- WHAT YOU NEED TO DO
a – Translate this sentence from the article on the Jefferson and Einstein hospital merger into Spanish: "The series of acquisitions is part of Jefferson’s strategy to become a hospital without an address, he said."
b – Extend the article on the Jefferson and Einstein hospital merger, picking up right after its final paragraph.

- TEXT
#####

In midst of ‘merger boom,’ Jefferson moves toward acquiring Einstein hospital network
Acquisition of Einstein would give Jefferson a network of 18 Philadelphia-area hospitals worth $6 billion.
Philadelphia hospital networks Jefferson Health and Einstein Healthcare Network might be joining forces after signing a letter of intent to explore the possibility of a merger.
If the union goes through, it would be the sixth acquisition by Jefferson since Stephen K. Klasko took the helm as president and CEO in 2013.
Klasko said merging with Einstein, based in North Philadelphia, will allow Jefferson to expand its care for the underserved. Einstein will also become the hospital’s biggest academic partner, making its residency program one of the largest in the country, with about 2,200 residents.
The series of acquisitions is part of Jefferson’s strategy to become a hospital without an address, he said.
“Our goal is to have nobody that wants to go to a Jefferson facility be more than about 10 minutes away,” he said. “My dream is that, five years from now, if you call and ask me, ‘Where’s Jefferson?’ I won’t be able to tell you that answer.”
The hospital’s appetite for consolidation is part of a national trend, driven by an evolving insurance market that has changed the way hospitals are reimbursed. Insurers used to follow a “fee-for-service” model, paying hospitals based on the number of tests and procedures physicians performed. Now, they are shifting to a value-based, “pay-for-performance” system that pays for better health outcomes.
By growing in size, hospitals are potentially able to extract higher payments from insurers. Bigger hospitals also tend to have higher bond ratings, which make it cheaper to finance renovations and upgrades.
“We’re just in a merger boom right now,” said Lawton Robert Burns, professor of health care management at the Wharton School. “It’s almost a bandwagon movement. Basically: ‘We’re not sure what’s going on, we’re not sure how to compete better, but if we get big, maybe we’ll have better success.’ ”

#####

(Stored records)

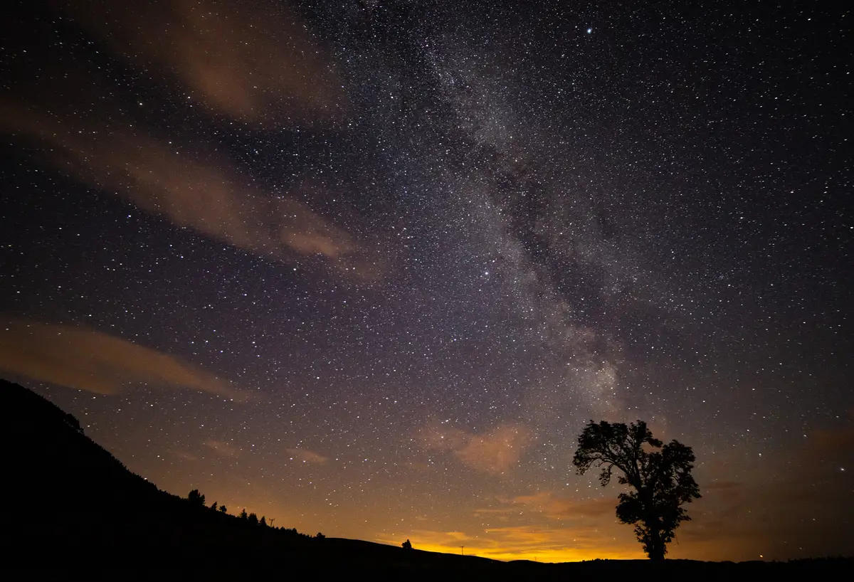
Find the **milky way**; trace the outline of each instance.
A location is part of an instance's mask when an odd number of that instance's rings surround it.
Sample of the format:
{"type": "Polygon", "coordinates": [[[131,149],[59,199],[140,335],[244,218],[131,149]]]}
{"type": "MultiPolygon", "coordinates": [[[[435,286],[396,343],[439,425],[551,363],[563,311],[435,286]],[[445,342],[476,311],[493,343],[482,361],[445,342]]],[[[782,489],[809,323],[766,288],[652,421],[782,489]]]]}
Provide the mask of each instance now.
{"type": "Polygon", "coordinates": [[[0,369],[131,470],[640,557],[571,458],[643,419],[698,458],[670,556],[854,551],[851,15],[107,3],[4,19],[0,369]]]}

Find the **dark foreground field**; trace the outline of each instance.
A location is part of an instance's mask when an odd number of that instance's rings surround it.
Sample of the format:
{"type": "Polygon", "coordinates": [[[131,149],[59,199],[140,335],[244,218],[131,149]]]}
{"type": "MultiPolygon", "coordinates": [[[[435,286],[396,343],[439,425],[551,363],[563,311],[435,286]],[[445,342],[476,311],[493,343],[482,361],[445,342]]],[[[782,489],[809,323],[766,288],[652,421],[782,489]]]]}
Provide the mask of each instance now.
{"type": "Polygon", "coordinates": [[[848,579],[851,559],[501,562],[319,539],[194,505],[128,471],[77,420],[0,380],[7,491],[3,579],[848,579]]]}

#####

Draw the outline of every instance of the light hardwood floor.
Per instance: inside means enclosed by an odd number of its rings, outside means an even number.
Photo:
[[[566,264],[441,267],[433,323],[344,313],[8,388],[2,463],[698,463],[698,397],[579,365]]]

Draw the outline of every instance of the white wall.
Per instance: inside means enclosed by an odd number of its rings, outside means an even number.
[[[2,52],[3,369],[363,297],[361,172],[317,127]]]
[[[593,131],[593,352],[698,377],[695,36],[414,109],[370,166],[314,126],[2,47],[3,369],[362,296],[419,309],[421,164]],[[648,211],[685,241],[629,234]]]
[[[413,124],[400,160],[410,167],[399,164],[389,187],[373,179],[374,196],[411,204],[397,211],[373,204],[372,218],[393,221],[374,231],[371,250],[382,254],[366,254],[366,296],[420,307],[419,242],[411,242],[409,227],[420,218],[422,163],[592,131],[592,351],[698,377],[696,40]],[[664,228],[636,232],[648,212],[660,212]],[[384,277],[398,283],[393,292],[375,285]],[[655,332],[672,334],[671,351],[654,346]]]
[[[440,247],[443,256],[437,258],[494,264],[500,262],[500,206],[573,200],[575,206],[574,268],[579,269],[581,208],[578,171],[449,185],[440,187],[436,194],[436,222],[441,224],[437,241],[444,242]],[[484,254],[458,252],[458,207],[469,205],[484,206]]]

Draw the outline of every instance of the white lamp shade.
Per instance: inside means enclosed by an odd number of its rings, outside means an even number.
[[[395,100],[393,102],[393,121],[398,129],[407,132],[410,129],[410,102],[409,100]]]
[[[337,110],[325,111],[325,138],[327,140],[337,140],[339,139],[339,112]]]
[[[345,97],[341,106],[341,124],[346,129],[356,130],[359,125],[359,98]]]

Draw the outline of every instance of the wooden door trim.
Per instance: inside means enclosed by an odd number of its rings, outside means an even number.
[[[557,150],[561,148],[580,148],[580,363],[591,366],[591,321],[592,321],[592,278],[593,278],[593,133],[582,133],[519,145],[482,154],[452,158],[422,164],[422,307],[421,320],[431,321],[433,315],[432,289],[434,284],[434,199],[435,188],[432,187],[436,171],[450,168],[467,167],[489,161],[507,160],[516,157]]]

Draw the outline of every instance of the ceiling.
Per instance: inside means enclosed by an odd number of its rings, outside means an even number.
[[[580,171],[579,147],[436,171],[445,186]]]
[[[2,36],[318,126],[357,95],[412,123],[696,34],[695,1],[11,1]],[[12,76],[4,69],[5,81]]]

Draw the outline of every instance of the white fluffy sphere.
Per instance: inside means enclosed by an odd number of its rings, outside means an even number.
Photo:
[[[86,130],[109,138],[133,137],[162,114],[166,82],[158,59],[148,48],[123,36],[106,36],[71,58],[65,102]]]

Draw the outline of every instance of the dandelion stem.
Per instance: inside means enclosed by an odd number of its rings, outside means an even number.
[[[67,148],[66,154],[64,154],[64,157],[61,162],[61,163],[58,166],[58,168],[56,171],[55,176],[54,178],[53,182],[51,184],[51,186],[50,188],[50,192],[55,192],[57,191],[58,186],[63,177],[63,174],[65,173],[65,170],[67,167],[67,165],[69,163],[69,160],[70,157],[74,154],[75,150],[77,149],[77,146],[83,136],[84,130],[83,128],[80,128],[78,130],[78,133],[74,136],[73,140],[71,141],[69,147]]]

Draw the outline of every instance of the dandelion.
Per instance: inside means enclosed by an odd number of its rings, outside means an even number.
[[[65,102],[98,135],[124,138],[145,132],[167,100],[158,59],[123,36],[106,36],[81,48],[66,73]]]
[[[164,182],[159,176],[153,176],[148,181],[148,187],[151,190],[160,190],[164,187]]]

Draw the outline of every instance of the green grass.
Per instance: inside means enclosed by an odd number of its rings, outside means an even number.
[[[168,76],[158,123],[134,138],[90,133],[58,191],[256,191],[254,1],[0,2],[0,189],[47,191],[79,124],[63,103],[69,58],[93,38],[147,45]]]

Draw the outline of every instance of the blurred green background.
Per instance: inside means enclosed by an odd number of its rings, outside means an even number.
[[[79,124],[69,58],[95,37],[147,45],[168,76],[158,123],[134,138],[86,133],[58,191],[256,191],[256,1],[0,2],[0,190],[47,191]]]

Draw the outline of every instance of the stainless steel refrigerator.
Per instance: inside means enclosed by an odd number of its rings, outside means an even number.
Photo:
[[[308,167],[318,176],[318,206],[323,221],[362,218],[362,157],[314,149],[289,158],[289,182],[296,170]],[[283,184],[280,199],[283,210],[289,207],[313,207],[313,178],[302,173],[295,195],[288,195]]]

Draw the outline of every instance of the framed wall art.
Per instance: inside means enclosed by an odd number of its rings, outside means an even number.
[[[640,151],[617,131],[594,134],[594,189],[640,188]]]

#####

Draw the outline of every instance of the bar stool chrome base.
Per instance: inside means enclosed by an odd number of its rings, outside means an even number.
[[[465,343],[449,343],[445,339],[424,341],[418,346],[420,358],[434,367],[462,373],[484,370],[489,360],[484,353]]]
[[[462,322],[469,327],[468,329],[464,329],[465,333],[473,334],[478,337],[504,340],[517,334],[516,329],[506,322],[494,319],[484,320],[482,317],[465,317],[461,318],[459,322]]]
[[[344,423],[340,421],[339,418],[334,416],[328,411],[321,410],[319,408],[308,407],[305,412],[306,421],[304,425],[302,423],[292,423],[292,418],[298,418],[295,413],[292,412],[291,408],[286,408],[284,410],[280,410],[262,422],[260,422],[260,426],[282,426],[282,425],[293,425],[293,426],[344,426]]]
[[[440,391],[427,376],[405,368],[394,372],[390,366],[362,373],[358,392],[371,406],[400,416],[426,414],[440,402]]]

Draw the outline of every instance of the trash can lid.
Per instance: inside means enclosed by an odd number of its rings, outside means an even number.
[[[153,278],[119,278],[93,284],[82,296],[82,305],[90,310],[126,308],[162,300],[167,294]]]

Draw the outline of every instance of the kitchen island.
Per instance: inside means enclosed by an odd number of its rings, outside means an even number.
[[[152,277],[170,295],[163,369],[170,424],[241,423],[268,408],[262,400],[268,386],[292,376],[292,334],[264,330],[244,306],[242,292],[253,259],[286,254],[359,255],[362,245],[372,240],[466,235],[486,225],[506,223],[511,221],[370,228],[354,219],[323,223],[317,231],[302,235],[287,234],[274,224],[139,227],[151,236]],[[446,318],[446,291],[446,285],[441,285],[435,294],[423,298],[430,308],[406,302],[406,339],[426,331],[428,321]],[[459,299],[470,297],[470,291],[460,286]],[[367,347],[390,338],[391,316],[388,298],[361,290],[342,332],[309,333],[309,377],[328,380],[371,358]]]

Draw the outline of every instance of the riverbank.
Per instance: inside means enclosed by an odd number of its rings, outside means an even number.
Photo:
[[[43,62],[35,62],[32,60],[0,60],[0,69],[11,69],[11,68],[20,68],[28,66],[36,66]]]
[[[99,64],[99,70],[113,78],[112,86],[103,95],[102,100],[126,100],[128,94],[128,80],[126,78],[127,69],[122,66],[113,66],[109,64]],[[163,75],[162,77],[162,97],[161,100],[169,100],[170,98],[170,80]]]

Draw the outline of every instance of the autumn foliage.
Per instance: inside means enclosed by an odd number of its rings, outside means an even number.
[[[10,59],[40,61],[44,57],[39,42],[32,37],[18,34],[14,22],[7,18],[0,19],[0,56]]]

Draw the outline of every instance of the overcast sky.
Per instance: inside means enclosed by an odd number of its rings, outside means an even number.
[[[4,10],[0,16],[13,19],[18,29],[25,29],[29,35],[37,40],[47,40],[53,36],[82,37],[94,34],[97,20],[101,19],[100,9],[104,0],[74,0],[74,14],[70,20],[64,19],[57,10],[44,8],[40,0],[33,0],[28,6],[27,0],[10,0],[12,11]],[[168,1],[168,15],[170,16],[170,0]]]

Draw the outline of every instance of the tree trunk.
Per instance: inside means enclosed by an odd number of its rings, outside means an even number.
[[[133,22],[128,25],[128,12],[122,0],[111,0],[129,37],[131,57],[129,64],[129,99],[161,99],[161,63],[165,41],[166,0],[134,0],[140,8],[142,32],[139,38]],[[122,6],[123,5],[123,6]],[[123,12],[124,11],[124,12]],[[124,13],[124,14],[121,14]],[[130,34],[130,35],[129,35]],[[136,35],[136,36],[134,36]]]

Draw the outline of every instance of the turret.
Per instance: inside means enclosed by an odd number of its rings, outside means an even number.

#####

- ANSWERS
a – La serie de adquisiciones forma parte de la estrategia de Jefferson para convertirse en un hospital sin dirección, dijo.

b –
Burns said mergers help keep hospitals in business, which can be good for patients, as well as the doctors and other workers the hospitals employ. But he also cautioned that consolidation tends to be better for the hospitals themselves.
“One of the longer-term downside effects is that hospital mergers lead to price increases that, later on, lead to less affordable health care, which leads to people dropping health insurance coverage or forgoing health care to save money.”
Klasko contrasted Jefferson’s mergers with others in the industry, saying his hospital’s approach would be a net gain for patients.
“Most of these mergers are hub and spokes — ‘How do we add more patients to our hospital?’ Our model, from our board on down, is very different.”
Four-fifths of Jefferson’s board is made up of representatives from the community hospitals it has acquired, and many of those hospitals provide care onsite instead of sending patients downtown.
Nevertheless, Wharton’s Burns said what is good for health care providers doesn’t always translate into better care for patients.
“Their interest in surviving and continuing to do what they do doesn’t necessarily map onto higher quality, lower cost, more easily accessible health care.”
If the deal goes forward, Jefferson Health — already the largest provider in Philadelphia — would encompass 18 hospitals, with an estimated yearly revenue of $6 billion.